>> Start Page text

2012-11-19 Thread Dave Reisner
I normally wouldn't respond to trolls on this list and really I'd rather
have seen this post be moderated straight to where it belongs -- /dev/null.
However

On Mon, Nov 19, 2012 at 2:31 PM, Jérôme Bartand moije...@gmail.com wrote:

 I want to bring to your attention that Gentoo is working on a udev fork
 called eudev that will

 - respect the Unix philosophy


Sorry, perhaps you could explain how current udev (udev, not systemd)
defies this, and why it's relevant for a small set of binaries and library
which only serve to handle uevents from the kernel. Please keep in mind
when writing your response that udev is still entirely useable without
systemd. No, Lennart's infamous post exclaiming how standalone udev has no
future is not an indication that it's going to break any time soon.

>> End Page text
>> Start Items

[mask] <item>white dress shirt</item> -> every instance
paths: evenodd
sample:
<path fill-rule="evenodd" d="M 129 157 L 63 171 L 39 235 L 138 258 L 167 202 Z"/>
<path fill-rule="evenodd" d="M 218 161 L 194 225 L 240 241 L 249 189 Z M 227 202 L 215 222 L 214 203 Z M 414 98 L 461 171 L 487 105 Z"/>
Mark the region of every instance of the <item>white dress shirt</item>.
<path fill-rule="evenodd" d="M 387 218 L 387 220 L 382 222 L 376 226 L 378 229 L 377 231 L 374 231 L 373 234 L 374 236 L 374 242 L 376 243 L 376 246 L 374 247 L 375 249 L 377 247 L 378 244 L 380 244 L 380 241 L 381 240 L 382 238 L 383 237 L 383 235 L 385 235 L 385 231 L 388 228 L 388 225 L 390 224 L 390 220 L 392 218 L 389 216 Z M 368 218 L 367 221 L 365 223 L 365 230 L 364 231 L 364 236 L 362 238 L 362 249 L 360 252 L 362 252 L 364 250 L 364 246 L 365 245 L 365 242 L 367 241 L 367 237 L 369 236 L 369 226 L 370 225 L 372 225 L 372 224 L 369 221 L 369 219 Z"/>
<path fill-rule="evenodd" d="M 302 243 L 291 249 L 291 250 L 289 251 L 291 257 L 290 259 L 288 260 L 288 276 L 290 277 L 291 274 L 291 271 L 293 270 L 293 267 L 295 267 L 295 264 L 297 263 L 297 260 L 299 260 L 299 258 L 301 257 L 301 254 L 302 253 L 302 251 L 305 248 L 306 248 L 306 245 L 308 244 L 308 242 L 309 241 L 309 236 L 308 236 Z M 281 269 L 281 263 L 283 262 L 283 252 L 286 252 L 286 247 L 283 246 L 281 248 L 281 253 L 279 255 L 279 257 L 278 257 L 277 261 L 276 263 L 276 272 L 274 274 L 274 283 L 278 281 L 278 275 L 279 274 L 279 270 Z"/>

>> End Items

• Complete the following:
(1) In the udev mailing-list post, do these statements agree with the text? For each, answer yes or no and quote the deciding words exactly.
(a) The fork Gentoo is working on is called eudev.
(b) The writer says udev can still be used without systemd.
(c) The writer says standalone udev is going to break soon.
(2) Copy the udev mailing-list post from "On Mon, Nov" up to and including "any time soon.".
(3) Carry on writing the udev mailing-list post from the point where it stops.

• Answers given:
(1)
(a) Yes: "Gentoo is working on a udev fork called eudev"
(b) Yes: "udev is still entirely useable without systemd"
(c) No: "is not an indication that it's going to break any time soon"

(2)
On Mon, Nov 19, 2012 at 2:31 PM, Jérôme Bartand moije...@gmail.com wrote:

 I want to bring to your attention that Gentoo is working on a udev fork
 called eudev that will

 - respect the Unix philosophy


Sorry, perhaps you could explain how current udev (udev, not systemd)
defies this, and why it's relevant for a small set of binaries and library
which only serve to handle uevents from the kernel. Please keep in mind
when writing your response that udev is still entirely useable without
systemd. No, Lennart's infamous post exclaiming how standalone udev has no
future is not an indication that it's going to break any time soon.

(3)
 - be POSIX-compliant and get rid of glibcisms


Why does this matter? Do you have any concept of what POSIX defines and
doesn't define? udev is a piece of software which is intimately involved
with the Linux kernel, and necessarily must be, to accomplish its goals.
Furthermore, the glibcisms used by udev has nearly wholly been adopted by
the other popular libcs -- eglibc, uclibc, and musl.


 - have no unnecessary dependencies (systemd, kmod)


You seem to have this backwards. systemd relies on udev, not vice versa.
kmod is a real thing which solves a real problem. Going back to
module-init-tools causes unsolvable regressions which were addressed by the
implementation of a library which userspace has been lacking for years, and
which was developed after much talk at the Linux Plumbers conference a year
ago. Jon Masters and Rusty Russel both strongly support the implementation
of libkmod, as do other people who are well known in low level userspace
and kernel space as well. Feel free to point out why this is a bad idea.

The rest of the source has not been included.